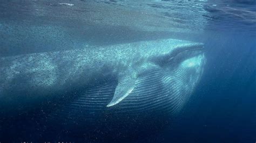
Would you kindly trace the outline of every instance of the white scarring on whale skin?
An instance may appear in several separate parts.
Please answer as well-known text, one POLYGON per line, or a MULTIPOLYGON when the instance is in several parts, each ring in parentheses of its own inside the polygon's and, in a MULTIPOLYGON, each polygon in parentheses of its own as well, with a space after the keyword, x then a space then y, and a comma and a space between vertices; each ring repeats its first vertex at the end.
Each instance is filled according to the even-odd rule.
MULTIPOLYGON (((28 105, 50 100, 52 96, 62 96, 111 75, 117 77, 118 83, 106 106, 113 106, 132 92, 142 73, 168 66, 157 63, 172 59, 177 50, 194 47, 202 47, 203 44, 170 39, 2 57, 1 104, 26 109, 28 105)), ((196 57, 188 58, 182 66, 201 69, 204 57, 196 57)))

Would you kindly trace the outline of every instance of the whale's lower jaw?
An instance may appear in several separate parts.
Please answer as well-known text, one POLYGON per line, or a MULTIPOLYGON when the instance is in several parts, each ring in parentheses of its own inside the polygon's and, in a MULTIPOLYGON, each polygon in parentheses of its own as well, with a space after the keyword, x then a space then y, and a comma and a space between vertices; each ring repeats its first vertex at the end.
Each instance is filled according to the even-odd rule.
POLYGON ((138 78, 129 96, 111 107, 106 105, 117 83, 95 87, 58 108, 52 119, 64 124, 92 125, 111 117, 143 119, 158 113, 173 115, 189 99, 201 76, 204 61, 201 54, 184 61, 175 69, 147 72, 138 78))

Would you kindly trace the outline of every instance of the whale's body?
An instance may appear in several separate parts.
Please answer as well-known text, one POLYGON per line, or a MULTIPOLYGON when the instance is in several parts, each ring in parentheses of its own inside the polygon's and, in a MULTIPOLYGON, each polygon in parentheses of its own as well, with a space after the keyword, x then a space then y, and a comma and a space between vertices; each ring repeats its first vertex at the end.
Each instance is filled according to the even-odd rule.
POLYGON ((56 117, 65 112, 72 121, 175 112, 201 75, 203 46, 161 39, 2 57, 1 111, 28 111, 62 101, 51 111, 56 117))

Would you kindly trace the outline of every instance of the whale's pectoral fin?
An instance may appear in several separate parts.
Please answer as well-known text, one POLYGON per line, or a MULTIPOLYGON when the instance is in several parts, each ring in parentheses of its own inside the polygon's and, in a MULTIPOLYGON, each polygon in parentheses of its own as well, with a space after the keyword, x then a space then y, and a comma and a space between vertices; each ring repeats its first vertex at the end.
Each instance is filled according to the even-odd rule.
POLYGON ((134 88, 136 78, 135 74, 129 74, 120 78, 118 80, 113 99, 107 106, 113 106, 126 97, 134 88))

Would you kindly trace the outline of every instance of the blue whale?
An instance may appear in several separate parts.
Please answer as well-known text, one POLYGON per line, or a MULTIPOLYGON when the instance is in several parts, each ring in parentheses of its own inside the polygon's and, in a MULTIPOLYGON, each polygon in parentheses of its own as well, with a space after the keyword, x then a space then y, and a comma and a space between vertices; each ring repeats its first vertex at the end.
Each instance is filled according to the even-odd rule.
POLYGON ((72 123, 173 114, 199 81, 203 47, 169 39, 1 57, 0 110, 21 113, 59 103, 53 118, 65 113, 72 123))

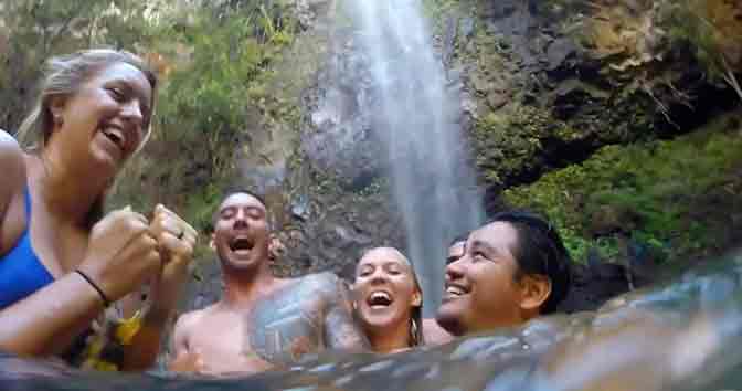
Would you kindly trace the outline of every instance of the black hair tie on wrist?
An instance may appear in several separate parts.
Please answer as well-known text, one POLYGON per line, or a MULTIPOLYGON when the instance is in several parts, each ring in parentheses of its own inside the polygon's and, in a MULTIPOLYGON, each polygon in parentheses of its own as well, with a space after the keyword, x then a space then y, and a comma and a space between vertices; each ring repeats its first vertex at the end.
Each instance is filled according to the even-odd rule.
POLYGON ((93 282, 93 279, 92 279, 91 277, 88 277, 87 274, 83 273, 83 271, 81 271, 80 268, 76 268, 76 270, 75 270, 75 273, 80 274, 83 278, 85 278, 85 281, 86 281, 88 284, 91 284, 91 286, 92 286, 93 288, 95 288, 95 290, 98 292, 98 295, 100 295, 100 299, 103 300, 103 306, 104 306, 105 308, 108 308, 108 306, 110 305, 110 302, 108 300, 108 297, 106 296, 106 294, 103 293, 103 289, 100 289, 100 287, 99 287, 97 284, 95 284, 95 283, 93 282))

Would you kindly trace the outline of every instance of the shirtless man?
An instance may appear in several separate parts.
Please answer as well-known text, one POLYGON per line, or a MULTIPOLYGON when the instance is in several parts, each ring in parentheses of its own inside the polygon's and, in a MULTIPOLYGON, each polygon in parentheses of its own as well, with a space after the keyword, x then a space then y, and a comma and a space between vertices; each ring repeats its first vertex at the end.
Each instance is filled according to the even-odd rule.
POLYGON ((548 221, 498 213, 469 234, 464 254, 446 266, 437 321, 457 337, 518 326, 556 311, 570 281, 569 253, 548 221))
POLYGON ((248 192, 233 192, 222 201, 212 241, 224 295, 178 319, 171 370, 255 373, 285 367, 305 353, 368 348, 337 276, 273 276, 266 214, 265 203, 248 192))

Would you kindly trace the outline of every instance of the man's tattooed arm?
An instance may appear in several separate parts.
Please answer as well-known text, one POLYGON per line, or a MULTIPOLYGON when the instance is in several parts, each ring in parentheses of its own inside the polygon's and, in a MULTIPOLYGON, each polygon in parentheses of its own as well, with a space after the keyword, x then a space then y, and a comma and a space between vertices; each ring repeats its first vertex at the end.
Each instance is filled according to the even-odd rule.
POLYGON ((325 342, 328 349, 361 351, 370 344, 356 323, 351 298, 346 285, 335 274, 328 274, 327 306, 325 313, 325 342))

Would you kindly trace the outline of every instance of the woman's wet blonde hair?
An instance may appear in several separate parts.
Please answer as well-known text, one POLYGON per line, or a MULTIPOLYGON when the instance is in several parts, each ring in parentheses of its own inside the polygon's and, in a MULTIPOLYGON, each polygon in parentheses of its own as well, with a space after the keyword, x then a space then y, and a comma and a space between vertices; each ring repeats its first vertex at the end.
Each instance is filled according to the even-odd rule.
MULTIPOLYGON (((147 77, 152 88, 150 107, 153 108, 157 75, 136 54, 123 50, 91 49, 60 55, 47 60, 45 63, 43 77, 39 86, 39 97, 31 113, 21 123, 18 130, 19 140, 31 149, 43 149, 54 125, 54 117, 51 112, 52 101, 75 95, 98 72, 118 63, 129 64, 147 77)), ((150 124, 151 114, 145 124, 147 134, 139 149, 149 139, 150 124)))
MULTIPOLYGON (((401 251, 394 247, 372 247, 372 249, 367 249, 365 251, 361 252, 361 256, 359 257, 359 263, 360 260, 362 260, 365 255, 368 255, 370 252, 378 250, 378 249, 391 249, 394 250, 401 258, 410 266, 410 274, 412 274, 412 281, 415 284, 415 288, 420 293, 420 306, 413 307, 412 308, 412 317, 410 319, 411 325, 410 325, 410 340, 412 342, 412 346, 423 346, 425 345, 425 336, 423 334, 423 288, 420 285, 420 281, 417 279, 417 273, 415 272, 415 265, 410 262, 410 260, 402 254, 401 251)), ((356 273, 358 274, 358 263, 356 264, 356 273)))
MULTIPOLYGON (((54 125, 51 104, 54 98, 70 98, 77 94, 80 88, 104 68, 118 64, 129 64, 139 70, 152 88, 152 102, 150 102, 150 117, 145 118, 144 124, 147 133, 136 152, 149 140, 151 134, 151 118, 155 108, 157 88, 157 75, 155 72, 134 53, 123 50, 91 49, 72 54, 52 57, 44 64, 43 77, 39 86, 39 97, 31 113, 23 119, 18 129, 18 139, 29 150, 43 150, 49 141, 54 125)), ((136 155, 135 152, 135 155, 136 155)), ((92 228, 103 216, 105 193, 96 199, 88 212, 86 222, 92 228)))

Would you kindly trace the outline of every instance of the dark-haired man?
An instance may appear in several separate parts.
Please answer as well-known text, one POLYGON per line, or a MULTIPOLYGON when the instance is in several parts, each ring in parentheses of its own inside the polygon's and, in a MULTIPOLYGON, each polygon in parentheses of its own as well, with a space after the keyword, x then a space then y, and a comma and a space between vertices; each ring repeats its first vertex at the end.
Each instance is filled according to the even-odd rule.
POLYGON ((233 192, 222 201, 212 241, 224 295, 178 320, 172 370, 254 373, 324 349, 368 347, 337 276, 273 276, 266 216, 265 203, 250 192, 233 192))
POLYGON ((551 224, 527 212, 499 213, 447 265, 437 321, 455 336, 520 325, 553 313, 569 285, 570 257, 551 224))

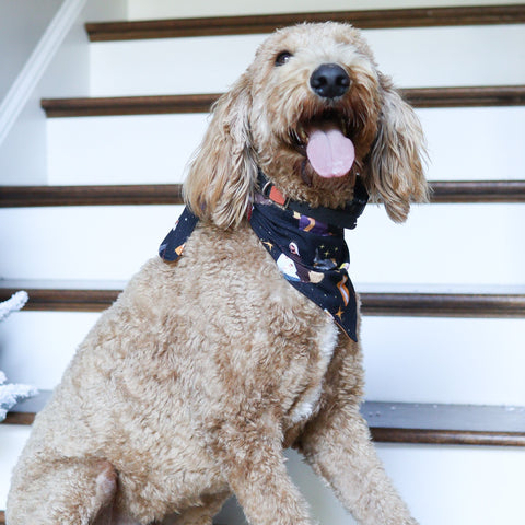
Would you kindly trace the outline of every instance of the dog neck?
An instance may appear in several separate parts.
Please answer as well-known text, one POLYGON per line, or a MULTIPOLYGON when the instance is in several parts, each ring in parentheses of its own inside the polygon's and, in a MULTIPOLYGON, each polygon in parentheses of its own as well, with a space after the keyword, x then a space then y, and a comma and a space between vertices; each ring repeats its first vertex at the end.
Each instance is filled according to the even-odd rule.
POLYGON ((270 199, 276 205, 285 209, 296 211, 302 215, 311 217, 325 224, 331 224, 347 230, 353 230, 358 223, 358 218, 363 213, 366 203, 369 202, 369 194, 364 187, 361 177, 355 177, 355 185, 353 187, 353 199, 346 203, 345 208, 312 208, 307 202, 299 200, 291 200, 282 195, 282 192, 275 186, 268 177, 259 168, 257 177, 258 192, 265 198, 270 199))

==

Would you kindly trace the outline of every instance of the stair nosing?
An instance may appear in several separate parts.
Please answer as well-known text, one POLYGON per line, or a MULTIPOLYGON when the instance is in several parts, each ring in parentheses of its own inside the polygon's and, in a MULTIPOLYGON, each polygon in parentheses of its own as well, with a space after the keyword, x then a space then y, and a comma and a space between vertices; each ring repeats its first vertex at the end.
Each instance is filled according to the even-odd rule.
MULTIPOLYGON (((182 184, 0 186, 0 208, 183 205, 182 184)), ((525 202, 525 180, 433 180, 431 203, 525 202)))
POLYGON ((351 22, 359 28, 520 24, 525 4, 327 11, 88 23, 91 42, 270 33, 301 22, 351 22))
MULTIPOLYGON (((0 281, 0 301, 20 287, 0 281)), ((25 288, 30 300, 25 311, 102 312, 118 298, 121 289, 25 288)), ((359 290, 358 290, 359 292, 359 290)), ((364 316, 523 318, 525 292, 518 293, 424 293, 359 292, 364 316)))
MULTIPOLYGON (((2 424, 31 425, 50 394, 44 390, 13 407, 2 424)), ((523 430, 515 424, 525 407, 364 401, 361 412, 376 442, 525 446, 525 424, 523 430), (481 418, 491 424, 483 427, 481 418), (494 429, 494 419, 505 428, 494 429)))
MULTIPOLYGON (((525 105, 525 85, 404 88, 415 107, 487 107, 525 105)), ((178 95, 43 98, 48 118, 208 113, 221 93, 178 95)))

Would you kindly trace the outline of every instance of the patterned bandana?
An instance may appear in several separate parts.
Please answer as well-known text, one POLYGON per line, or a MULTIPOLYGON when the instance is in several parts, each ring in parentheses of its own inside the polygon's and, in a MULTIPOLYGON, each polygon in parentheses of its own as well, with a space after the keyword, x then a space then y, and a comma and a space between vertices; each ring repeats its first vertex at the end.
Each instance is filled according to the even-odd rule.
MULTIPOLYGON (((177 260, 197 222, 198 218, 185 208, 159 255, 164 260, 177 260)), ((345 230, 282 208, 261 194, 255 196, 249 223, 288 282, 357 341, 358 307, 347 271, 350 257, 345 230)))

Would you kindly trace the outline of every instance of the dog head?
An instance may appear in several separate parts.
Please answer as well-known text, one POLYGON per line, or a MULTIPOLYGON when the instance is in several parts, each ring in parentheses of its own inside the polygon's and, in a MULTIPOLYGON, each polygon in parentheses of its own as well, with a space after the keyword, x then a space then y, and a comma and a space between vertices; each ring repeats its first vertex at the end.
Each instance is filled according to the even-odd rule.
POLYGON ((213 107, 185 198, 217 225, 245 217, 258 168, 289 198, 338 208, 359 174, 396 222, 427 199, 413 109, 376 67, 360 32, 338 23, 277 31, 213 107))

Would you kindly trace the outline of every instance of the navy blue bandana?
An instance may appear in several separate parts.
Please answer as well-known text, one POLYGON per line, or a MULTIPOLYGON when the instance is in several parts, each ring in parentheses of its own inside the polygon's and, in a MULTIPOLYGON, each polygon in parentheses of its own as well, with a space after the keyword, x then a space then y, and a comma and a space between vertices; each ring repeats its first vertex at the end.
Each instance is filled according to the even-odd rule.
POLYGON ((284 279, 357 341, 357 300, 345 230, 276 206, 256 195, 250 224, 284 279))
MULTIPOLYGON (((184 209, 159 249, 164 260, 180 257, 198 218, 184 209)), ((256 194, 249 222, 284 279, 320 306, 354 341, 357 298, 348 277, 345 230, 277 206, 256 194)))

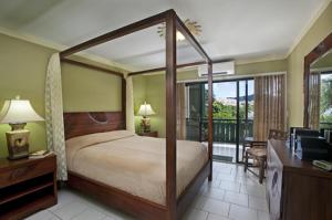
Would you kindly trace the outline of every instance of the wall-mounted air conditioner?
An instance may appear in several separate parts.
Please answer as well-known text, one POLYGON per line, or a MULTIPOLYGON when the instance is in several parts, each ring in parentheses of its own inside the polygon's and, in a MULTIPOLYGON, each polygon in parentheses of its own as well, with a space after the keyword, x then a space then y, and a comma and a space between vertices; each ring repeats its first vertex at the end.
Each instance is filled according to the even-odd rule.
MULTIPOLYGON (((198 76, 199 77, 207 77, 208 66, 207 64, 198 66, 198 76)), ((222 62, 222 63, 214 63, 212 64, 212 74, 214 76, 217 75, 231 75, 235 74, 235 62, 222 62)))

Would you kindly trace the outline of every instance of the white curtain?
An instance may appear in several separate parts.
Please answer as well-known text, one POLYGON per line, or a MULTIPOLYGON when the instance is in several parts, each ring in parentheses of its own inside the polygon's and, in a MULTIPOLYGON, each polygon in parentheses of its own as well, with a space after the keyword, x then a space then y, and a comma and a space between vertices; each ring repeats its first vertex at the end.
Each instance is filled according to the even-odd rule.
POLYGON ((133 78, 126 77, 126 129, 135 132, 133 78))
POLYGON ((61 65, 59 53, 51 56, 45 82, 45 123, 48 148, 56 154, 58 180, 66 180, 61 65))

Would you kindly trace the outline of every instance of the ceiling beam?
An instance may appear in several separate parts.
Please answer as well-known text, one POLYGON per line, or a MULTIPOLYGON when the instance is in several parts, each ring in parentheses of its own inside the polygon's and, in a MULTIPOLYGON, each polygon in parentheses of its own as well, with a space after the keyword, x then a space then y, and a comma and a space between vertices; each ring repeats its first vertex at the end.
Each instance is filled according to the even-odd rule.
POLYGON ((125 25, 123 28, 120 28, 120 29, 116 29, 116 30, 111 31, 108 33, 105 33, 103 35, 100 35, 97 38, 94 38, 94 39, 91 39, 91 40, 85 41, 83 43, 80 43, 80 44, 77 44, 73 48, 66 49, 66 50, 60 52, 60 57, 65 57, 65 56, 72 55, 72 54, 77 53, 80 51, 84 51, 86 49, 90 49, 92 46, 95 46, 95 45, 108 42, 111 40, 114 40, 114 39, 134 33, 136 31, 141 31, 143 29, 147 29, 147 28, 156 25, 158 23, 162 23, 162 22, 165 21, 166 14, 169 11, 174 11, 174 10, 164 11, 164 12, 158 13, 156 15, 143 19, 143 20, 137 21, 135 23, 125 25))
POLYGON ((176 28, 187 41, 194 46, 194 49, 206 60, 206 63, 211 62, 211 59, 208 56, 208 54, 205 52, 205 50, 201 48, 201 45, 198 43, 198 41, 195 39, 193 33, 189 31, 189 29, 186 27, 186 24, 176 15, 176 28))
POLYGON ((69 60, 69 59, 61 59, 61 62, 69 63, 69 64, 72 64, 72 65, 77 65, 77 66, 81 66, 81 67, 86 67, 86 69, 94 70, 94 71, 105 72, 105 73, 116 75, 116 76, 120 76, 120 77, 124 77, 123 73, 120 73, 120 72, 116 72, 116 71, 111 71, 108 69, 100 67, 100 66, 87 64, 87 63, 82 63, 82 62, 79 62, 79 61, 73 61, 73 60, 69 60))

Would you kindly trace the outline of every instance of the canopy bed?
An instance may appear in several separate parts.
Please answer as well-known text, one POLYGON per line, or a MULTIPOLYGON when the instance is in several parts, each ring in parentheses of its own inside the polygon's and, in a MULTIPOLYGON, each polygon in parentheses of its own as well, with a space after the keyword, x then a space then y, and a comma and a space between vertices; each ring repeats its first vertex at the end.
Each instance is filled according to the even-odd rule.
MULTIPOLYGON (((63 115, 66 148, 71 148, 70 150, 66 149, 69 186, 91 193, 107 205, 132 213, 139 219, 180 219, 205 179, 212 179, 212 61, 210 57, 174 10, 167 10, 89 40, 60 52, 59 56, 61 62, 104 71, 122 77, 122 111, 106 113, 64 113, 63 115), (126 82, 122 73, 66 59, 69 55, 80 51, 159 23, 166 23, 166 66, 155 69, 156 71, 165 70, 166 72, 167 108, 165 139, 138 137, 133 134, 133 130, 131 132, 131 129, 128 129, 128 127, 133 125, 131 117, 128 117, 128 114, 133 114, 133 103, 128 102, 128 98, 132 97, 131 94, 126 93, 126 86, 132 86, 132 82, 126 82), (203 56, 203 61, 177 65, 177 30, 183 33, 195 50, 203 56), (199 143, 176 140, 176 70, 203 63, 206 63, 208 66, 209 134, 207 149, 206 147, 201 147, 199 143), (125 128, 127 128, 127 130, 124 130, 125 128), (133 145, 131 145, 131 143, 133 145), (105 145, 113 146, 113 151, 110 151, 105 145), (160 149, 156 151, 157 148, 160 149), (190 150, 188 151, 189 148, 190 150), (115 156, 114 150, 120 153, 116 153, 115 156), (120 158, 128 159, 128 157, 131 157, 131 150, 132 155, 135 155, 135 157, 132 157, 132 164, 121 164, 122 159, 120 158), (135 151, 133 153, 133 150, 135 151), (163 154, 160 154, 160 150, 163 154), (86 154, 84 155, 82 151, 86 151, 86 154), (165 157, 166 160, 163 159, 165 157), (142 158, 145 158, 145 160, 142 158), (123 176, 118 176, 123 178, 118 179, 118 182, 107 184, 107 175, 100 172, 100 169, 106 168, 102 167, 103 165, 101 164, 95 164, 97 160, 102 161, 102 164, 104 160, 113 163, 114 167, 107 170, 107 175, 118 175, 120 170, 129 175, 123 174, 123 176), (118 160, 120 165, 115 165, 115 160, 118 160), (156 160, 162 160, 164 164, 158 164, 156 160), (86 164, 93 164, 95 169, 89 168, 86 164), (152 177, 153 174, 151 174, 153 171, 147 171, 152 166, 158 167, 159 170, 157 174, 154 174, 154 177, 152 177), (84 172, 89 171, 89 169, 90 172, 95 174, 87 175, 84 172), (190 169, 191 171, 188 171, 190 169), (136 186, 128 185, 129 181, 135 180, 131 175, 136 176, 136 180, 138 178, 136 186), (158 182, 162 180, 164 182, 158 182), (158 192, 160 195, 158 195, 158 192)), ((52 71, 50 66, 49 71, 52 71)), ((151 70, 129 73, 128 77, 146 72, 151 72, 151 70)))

==

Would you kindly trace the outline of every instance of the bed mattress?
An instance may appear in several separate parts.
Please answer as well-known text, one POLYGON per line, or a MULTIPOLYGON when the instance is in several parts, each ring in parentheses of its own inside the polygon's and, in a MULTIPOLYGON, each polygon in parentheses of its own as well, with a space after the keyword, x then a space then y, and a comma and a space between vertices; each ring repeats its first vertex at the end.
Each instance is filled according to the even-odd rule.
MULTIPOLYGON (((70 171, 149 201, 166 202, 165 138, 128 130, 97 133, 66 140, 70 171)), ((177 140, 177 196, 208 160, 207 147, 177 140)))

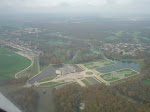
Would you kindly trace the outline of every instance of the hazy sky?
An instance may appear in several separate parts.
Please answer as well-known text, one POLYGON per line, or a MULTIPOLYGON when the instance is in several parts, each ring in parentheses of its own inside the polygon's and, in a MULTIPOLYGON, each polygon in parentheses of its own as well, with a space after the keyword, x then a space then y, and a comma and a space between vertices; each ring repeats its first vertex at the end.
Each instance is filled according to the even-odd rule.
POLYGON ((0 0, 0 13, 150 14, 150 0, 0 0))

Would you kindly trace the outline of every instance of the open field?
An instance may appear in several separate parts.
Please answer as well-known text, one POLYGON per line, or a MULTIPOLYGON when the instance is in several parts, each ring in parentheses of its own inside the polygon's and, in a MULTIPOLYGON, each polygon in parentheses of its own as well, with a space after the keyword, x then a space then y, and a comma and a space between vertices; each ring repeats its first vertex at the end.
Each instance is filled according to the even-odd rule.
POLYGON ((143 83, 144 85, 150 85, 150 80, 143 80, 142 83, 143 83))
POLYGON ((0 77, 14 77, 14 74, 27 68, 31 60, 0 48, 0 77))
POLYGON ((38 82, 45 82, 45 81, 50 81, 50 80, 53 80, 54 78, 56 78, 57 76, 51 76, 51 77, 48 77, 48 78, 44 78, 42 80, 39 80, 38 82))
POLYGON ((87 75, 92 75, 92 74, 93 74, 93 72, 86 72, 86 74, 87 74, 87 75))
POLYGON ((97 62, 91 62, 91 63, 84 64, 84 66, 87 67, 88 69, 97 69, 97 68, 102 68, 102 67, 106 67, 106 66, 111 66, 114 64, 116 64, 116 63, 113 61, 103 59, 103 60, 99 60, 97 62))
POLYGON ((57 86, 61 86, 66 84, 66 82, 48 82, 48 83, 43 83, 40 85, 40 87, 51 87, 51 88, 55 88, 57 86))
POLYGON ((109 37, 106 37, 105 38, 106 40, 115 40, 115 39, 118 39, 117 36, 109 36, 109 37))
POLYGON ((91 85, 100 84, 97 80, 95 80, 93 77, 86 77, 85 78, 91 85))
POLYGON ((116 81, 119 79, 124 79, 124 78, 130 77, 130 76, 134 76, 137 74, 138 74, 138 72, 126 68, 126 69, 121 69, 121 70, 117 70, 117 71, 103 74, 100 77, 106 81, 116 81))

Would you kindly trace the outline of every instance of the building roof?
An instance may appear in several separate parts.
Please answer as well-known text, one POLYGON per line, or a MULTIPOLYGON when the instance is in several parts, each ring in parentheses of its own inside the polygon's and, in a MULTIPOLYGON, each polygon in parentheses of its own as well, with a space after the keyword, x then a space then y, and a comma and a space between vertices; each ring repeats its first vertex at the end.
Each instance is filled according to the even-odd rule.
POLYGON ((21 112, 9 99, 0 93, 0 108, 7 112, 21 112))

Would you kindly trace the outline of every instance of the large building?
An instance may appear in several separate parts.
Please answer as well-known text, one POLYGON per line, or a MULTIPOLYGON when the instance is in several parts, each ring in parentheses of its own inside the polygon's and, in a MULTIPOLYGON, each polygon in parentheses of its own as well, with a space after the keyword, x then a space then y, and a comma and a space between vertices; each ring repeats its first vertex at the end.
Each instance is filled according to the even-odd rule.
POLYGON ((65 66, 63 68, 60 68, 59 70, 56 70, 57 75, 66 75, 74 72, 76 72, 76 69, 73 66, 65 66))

=== What is required ===
Report every line of the items above that contains the string "white", copying each such line in full.

=== In response ===
Would you kindly trace the outline of every instance of the white scarring on whale skin?
Would you kindly trace the outline of every instance of the white curtain?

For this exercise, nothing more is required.